▶ TUGAS SINGKAT A: Pilih setiap baris dalam catatan di bawah yang memuat kata "brown".

▶ KUTIPAN TERPILIH:
——————————
Gugatan derivatif dari Penggugat ini adalah self-selected; tanpa menentukan atau perjanjian ia menunjuk dirinya sendiri untuk menjadi pembicara atas nama kepentingan perusahaan. Karena Penggugat biasanya tidak mempunyai suatu kepentingan finansil yang nyata atas perusahaan, kemungkinan akan berakibat merugikan secara ekonomi dalam pelaksanaannya tidak dapat diekspektasi dalam mengarahkan niatnya untuk menjalankan litigasi.
b)   Komentar, The Propriety of Judicial Deference to Corporate Boards of Directors,96 Harv. L.Rev. 1894,1896-1897,1905­1908(1983):Dewan perusahaan adalah suatu kelompok, yang lebih menunjukkan tingkah laku tertentu yang cenderung untuk diidentifikasikan oleh para periset dalam bidang sosial pisikologi sebagai suatu kelompok yang dinamik.
——————————
▶ TUGAS SINGKAT B: Cetak ulang seluruh kutipan tentang gugatan derivatif di atas tanpa perubahan apa pun.

▶ DATA YANG DIBERIKAN:
——————————
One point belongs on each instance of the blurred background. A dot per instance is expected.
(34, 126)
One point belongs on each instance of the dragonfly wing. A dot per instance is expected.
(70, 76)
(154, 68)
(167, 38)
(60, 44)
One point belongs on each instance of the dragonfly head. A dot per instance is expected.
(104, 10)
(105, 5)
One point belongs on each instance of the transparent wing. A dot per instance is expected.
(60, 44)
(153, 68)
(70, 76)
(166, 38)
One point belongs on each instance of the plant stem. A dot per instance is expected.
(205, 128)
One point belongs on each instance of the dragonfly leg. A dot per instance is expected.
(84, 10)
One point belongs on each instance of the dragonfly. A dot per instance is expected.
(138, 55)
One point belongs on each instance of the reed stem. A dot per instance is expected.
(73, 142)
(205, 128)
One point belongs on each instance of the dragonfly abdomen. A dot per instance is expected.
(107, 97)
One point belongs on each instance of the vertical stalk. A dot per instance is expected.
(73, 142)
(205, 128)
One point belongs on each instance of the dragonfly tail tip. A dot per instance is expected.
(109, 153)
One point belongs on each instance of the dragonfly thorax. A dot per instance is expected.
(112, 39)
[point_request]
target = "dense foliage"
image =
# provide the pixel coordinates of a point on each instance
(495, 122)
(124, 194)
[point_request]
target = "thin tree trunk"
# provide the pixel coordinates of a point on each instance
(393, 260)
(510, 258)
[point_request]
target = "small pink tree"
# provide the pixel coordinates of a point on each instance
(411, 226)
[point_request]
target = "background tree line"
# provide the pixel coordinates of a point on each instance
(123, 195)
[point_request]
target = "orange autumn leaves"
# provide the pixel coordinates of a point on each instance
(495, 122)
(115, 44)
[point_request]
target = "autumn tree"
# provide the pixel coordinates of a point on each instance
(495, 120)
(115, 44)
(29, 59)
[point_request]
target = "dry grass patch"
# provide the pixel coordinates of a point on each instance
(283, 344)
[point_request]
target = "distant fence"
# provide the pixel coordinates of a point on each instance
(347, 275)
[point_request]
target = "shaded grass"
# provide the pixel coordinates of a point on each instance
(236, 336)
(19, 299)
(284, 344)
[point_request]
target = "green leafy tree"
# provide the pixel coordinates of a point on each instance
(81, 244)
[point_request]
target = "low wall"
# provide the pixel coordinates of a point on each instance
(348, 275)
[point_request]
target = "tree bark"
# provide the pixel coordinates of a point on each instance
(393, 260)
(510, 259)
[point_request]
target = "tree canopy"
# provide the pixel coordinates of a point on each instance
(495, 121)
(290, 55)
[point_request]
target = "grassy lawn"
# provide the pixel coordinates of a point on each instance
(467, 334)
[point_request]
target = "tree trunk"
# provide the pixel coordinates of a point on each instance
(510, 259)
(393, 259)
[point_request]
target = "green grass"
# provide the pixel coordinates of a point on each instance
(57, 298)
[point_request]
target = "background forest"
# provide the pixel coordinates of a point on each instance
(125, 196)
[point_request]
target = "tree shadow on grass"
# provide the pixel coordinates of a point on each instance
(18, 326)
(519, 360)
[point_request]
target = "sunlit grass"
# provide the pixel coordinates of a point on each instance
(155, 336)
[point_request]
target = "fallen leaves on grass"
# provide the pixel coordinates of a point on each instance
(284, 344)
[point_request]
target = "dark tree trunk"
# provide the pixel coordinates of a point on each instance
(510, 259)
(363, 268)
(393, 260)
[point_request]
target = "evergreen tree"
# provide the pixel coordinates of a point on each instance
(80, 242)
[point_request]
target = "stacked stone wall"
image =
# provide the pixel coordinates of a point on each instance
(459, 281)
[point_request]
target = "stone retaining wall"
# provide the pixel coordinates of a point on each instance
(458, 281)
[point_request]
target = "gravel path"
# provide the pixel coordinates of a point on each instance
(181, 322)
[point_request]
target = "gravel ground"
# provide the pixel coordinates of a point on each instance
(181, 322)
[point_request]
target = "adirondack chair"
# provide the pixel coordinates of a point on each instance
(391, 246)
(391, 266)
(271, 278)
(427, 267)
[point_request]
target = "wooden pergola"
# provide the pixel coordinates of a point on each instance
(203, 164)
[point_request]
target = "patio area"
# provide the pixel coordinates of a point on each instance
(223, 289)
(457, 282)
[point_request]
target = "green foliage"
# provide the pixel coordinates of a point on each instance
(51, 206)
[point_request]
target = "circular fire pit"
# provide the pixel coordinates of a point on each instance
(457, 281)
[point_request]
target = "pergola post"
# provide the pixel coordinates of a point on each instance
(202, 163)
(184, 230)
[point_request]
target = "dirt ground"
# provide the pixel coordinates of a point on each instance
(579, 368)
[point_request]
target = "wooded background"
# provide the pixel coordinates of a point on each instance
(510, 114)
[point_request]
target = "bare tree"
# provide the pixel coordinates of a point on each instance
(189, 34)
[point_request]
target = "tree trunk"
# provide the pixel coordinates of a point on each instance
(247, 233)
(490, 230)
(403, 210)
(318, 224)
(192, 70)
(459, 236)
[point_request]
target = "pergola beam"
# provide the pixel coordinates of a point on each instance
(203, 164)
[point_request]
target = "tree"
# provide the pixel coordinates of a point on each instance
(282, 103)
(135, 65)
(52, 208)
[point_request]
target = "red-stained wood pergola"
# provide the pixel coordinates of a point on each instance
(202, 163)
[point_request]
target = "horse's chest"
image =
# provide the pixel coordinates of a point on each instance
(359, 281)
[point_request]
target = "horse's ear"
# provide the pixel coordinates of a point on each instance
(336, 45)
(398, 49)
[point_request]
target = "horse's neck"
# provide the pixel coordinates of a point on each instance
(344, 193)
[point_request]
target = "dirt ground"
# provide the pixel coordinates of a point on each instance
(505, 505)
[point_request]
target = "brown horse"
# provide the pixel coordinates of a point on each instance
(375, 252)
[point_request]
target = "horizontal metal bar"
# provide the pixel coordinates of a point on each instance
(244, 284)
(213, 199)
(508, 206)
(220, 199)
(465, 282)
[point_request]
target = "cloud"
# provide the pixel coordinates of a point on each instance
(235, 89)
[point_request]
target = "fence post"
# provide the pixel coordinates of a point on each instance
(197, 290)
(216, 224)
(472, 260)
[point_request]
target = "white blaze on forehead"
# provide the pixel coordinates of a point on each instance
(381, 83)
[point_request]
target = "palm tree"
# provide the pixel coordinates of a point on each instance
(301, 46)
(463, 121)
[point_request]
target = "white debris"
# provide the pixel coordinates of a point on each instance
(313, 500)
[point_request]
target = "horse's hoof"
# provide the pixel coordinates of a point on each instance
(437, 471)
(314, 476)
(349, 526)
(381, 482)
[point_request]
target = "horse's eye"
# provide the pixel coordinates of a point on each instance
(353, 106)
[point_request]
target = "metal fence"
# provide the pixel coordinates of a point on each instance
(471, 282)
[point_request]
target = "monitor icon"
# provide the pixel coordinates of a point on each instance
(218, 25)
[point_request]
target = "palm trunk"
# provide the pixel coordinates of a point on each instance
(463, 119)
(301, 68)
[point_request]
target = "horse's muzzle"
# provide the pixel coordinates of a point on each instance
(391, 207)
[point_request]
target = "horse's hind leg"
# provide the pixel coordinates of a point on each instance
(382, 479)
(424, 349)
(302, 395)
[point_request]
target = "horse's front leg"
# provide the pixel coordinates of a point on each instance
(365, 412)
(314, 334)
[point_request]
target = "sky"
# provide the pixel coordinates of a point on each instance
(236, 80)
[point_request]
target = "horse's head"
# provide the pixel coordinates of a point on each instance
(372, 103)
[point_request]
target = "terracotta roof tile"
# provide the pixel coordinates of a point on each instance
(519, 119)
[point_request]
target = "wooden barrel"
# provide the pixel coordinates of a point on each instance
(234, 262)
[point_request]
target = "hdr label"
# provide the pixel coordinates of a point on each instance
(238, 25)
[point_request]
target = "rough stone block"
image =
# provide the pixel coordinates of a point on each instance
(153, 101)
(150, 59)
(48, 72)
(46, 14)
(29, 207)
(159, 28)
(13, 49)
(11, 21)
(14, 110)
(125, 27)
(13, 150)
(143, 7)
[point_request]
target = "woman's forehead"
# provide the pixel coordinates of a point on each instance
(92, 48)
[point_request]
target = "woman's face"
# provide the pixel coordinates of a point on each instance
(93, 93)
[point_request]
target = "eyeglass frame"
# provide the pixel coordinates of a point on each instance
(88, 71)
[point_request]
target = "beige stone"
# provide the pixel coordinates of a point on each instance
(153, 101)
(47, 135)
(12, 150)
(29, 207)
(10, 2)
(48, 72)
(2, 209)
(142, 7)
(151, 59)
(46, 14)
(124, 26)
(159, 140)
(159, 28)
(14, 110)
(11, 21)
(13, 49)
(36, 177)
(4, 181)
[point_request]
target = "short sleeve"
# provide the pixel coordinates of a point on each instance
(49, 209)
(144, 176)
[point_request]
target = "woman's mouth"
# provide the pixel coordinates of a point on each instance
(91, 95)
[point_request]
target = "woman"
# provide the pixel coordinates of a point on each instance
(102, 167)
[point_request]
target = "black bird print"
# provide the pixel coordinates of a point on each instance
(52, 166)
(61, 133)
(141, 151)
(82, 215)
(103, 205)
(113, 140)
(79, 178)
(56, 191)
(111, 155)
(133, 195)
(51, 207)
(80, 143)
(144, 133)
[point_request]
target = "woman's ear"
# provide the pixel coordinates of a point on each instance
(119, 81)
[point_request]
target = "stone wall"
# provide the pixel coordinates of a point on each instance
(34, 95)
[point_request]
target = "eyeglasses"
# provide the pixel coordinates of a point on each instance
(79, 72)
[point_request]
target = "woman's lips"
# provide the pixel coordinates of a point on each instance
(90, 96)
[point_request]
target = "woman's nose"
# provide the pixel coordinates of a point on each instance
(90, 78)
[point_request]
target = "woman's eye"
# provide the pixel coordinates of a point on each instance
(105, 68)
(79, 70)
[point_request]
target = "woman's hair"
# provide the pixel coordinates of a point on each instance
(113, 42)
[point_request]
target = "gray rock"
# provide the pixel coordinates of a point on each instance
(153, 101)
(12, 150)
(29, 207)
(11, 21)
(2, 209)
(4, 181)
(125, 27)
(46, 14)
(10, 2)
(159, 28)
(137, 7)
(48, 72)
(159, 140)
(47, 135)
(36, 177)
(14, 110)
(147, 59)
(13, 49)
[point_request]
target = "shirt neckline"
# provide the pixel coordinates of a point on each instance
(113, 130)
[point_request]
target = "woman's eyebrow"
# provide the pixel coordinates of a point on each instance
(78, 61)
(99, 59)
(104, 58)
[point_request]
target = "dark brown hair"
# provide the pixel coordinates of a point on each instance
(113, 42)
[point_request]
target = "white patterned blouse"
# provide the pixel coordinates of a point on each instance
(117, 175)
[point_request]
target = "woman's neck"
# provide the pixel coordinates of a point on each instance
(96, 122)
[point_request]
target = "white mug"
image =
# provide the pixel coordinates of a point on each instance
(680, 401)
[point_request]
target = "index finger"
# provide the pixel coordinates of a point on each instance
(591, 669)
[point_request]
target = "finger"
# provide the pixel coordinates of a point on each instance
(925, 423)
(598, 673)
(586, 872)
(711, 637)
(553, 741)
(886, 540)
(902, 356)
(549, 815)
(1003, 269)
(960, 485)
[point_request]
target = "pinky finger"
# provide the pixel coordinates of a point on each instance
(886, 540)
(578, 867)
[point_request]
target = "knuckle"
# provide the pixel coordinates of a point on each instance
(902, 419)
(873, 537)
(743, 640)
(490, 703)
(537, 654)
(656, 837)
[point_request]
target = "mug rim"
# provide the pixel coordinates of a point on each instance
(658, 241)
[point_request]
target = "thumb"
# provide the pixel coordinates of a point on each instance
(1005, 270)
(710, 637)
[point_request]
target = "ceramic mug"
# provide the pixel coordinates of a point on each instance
——————————
▶ JAWABAN LENGKAP A:
target = "brown horse"
target = "dark brown hair"

▶ JAWABAN LENGKAP B:
Gugatan derivatif dari Penggugat ini adalah self-selected; tanpa menentukan atau perjanjian ia menunjuk dirinya sendiri untuk menjadi pembicara atas nama kepentingan perusahaan. Karena Penggugat biasanya tidak mempunyai suatu kepentingan finansil yang nyata atas perusahaan, kemungkinan akan berakibat merugikan secara ekonomi dalam pelaksanaannya tidak dapat diekspektasi dalam mengarahkan niatnya untuk menjalankan litigasi.
b)   Komentar, The Propriety of Judicial Deference to Corporate Boards of Directors,96 Harv. L.Rev. 1894,1896-1897,1905­1908(1983):Dewan perusahaan adalah suatu kelompok, yang lebih menunjukkan tingkah laku tertentu yang cenderung untuk diidentifikasikan oleh para periset dalam bidang sosial pisikologi sebagai suatu kelompok yang dinamik.